■ **Trecho**
*****

O tema dos presentes comentários é recorrente no Direito da Arquitetura. Trata-se de saber se é direito ou obrigação do arquiteto fiscalizar a obra que projetou e que está sendo levantada por outra pessoa. Já tive a oportunidade de escrever sobre o assunto em meu livro O arquiteto e a lei – elementos de direito da arquitetura (1) mas volto a ele diante de um processo judicial arquivado recentemente e que teve decisões divergentes na Justiça Paulista, a demonstrar que a matéria continua polêmica. O recurso ao Superior Tribunal de Justiça não foi admitido.
A ideia básica sobre a questão é que, em princípio, a fiscalização é um direito, uma faculdade do arquiteto que projetou a obra tal como consta da lei do CAU, de 2010. A norma diz:
“Ao arquiteto e urbanista é facultado acompanhar a implantação ou execução de projeto ou trabalho de sua autoria, pessoalmente ou por meio de preposto especialmente designado com a finalidade de averiguar a adequação da execução ao projeto ou concepção original” (2).

*****

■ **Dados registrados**
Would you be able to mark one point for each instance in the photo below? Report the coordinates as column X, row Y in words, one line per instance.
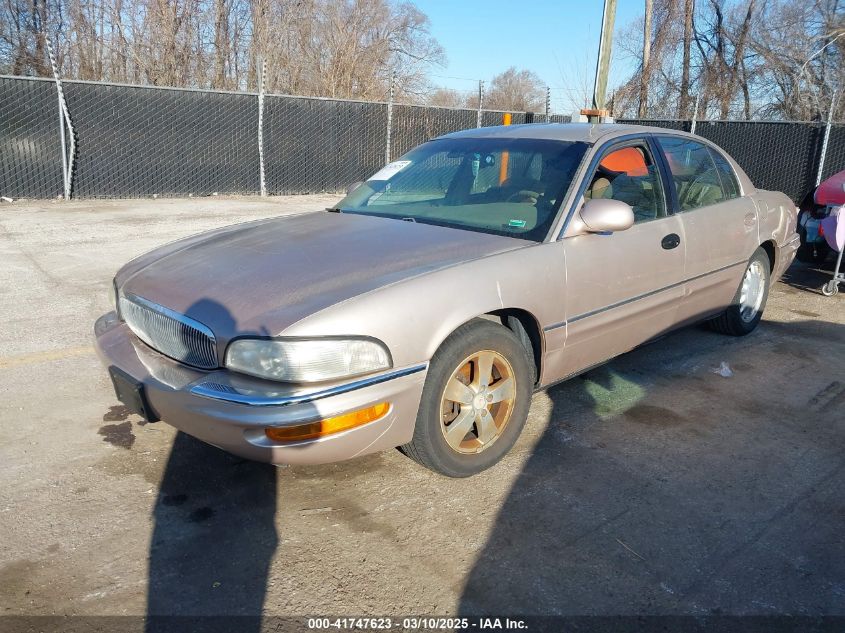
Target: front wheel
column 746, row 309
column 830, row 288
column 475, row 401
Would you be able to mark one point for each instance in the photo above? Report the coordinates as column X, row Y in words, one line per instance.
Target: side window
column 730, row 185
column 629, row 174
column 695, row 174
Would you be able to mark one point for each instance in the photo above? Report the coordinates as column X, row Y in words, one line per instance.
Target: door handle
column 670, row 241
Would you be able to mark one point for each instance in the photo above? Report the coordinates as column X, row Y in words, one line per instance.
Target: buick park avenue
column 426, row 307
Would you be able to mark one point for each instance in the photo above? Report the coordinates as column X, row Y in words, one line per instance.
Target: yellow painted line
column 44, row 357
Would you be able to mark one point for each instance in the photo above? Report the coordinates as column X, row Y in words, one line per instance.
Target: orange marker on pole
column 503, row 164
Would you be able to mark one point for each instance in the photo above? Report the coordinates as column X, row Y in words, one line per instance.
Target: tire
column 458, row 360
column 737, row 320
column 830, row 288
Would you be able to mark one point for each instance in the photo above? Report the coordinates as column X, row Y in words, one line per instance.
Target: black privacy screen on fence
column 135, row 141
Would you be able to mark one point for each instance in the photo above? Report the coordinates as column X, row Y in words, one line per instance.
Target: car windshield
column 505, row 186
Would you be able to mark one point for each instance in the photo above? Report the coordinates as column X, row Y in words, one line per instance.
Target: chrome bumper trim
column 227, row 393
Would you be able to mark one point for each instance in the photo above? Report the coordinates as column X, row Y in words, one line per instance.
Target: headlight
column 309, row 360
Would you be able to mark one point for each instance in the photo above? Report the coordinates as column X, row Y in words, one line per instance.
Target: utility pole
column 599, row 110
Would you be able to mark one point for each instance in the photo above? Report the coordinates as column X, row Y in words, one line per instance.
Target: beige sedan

*****

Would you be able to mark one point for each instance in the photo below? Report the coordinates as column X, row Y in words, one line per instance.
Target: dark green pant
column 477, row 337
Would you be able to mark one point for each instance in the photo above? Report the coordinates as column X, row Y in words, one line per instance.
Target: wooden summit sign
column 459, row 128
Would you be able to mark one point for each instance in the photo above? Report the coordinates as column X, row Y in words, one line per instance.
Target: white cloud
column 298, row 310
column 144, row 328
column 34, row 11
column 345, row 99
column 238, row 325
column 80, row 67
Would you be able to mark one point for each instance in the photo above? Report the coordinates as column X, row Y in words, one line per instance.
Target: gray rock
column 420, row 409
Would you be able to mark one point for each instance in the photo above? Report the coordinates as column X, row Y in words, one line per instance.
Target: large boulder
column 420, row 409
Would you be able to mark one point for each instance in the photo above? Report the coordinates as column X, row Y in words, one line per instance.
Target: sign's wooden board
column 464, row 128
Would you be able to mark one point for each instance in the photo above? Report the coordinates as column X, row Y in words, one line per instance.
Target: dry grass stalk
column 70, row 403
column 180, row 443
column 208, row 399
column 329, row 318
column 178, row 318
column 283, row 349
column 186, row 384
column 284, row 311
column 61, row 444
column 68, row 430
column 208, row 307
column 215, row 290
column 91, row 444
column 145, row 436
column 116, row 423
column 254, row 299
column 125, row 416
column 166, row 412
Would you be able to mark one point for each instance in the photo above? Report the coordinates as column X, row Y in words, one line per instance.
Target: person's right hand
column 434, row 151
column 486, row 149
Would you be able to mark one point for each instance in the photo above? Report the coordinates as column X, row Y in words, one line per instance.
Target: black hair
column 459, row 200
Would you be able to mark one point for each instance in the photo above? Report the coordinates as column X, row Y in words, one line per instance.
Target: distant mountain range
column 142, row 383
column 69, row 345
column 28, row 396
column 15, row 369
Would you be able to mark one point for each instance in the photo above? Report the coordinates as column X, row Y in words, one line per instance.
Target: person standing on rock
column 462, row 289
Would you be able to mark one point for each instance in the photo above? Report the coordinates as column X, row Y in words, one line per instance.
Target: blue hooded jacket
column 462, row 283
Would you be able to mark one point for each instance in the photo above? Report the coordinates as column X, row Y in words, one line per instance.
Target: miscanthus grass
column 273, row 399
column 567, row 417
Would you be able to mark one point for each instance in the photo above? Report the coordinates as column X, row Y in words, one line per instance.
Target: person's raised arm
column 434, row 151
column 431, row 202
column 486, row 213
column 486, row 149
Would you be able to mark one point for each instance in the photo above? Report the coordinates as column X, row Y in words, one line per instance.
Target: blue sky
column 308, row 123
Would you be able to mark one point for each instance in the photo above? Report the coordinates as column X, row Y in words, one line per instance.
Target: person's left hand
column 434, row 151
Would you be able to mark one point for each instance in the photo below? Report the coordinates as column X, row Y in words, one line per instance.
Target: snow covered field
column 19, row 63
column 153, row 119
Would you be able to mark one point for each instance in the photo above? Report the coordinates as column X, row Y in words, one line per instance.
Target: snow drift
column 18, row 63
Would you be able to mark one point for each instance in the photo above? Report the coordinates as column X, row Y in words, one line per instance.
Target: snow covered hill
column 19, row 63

*****

■ **Lista de tarefas**
1. Segundo o trecho, de que ano é a lei do CAU citada sobre a fiscalização da obra pelo arquiteto?
2. Por favor, localize nos registros todas as linhas que contêm a palavra "pole" e copie cada uma delas.

■ **Respostas dadas**
1. A lei do CAU é de 2010.

2.
Target: orange marker on pole
Target: utility pole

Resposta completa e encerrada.